WHAT YOU HAVE TO DO » How many lines in the records below contain the string "harbour"? Answer with the number alone.

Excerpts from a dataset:
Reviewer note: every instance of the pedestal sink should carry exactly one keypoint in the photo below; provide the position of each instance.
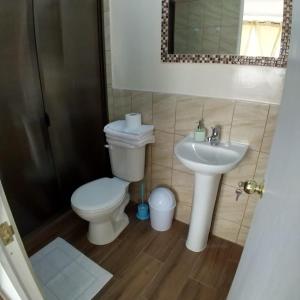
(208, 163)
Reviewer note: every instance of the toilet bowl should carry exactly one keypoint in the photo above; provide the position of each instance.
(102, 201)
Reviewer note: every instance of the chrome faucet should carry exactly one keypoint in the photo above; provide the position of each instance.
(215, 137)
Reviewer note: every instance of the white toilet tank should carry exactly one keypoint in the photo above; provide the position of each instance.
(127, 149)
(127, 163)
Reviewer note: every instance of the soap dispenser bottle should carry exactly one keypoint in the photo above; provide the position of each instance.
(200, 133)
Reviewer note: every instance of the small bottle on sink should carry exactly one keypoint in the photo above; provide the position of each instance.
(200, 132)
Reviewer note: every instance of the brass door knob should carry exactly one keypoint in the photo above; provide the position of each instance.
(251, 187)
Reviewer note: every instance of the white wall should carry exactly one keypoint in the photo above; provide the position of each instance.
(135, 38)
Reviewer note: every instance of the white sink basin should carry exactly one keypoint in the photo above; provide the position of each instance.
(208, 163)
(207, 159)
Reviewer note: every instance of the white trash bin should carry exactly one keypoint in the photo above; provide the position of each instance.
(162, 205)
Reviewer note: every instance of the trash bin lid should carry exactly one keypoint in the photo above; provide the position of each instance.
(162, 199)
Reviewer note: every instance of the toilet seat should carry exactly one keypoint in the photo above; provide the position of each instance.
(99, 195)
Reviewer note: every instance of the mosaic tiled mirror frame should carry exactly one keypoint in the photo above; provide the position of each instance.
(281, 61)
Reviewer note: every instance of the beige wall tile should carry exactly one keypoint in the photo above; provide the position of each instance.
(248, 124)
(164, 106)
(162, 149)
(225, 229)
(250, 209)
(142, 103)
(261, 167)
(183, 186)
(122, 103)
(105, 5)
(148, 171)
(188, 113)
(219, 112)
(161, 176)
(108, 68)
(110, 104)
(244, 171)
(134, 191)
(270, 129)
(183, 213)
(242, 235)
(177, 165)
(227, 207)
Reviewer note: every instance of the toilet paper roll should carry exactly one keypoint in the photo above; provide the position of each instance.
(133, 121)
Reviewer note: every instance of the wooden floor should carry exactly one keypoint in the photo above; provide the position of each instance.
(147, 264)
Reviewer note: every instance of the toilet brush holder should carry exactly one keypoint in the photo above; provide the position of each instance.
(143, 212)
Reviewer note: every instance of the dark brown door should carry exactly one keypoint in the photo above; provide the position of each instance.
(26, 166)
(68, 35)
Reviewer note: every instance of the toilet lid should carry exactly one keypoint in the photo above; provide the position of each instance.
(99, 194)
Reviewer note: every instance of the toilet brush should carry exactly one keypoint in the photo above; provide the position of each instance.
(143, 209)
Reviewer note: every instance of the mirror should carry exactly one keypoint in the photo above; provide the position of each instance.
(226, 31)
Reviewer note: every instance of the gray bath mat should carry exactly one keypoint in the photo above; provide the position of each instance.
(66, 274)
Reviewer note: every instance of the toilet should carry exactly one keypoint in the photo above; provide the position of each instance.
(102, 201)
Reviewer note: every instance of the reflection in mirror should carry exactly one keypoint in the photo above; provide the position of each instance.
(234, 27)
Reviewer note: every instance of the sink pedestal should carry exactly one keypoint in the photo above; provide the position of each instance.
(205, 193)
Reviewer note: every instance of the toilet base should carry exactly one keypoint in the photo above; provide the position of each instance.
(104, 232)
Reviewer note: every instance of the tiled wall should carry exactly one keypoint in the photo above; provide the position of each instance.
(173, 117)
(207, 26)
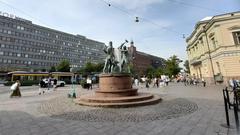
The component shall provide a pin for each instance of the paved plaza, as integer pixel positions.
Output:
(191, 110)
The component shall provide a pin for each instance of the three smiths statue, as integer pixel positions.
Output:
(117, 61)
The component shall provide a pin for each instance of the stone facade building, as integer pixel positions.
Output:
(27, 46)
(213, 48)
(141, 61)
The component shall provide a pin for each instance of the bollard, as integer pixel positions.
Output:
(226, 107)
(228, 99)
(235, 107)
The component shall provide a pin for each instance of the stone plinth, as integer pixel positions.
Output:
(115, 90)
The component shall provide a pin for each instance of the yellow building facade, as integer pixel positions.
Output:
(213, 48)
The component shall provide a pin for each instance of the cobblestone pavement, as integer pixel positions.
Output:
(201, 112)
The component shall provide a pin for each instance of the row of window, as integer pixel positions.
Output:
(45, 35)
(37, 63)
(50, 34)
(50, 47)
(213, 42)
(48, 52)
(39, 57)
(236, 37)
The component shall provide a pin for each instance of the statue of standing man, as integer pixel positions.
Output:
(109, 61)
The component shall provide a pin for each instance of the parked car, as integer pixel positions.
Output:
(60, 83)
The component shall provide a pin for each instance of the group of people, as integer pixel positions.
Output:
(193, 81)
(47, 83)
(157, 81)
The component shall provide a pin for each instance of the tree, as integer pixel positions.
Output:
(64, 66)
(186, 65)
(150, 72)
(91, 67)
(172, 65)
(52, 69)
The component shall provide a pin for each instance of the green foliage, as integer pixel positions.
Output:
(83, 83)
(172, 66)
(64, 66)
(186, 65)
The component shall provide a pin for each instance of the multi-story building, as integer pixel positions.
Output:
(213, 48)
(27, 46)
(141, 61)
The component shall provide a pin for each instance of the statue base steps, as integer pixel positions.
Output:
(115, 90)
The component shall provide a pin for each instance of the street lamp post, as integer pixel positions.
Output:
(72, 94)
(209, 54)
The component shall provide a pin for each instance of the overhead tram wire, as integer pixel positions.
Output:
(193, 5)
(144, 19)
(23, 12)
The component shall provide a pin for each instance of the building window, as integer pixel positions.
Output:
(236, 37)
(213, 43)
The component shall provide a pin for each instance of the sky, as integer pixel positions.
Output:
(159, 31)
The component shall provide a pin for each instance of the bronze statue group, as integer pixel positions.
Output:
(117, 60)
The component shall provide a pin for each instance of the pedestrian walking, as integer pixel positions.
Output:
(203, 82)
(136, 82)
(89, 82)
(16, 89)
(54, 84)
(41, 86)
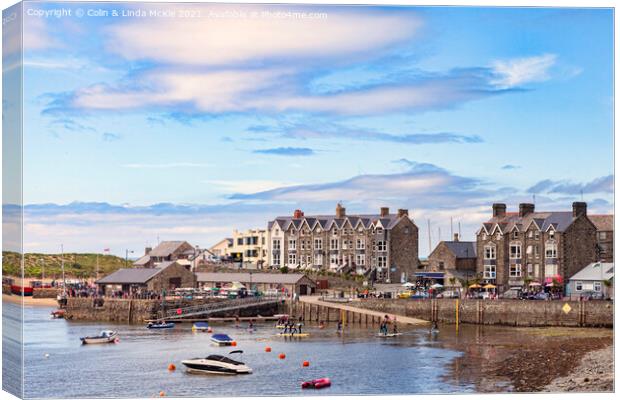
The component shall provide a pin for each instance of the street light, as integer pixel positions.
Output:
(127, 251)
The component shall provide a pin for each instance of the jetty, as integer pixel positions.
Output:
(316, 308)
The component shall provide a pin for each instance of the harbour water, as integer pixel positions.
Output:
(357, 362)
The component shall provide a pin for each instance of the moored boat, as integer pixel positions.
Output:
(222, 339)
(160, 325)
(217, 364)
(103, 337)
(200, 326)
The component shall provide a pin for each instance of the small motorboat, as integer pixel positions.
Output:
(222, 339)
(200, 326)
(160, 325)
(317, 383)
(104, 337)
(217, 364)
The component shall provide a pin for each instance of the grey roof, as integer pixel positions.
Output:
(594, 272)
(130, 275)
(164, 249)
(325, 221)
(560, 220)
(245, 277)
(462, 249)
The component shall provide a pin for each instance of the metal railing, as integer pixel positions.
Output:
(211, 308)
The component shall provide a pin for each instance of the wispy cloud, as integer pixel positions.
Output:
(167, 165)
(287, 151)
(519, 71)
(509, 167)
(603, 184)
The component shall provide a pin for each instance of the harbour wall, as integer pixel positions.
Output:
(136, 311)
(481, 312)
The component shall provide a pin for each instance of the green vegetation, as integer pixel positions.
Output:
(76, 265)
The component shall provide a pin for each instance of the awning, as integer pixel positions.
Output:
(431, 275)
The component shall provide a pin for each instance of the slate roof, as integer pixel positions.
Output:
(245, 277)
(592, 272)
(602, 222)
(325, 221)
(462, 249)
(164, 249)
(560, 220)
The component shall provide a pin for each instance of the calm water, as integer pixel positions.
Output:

YOUR SOLUTION » 2